==== Provided data ====

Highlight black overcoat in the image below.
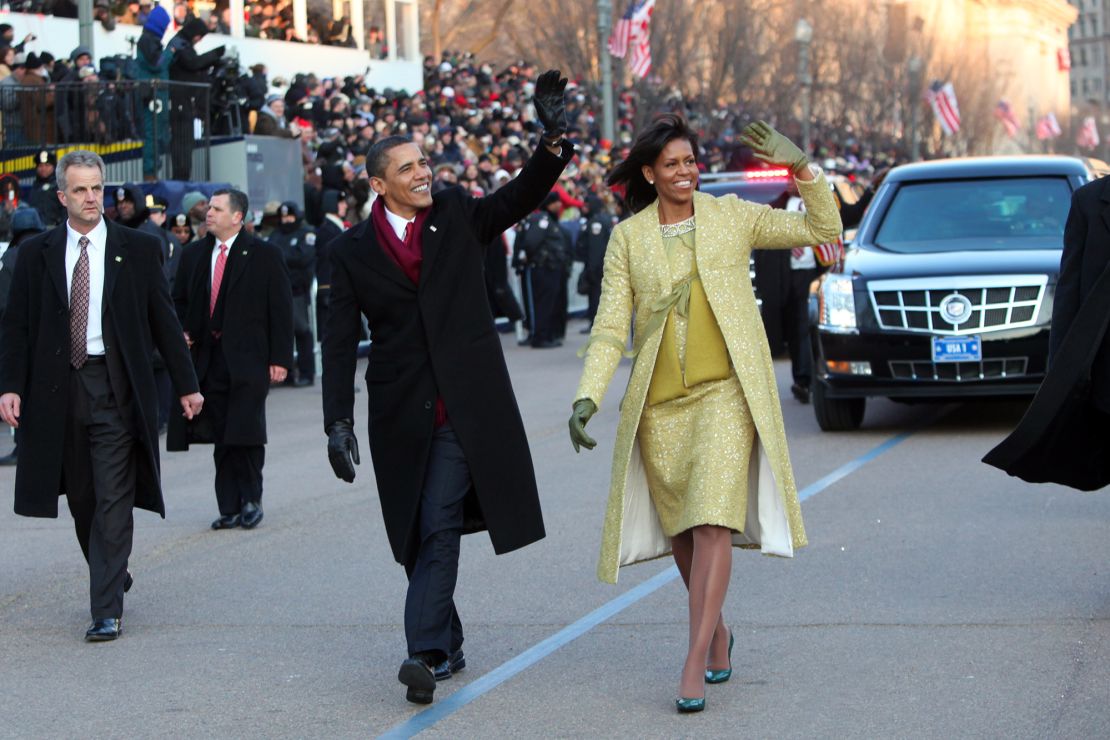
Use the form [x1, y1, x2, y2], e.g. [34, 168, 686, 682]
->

====
==== Provided data ====

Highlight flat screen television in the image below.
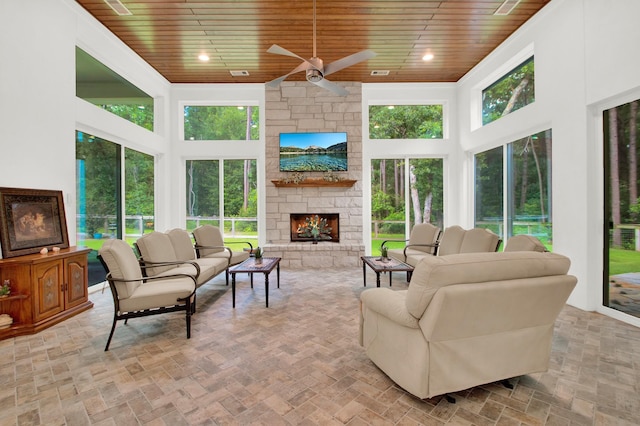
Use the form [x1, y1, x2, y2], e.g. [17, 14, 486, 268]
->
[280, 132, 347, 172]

====
==== Provided data ====

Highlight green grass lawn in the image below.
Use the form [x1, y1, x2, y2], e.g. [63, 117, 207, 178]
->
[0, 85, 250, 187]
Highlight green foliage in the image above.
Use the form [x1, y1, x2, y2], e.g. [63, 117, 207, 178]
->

====

◆ Stated problem ◆
Reproduce the portion of the entries that begins with the line containing "Highlight flat screen" and ends with the line containing "[280, 132, 347, 172]", both ends included. Omit the pictures from your answer.

◆ Response ◆
Highlight flat screen television in the image below.
Use the form [x1, y1, x2, y2], e.g. [17, 14, 486, 268]
->
[280, 132, 347, 172]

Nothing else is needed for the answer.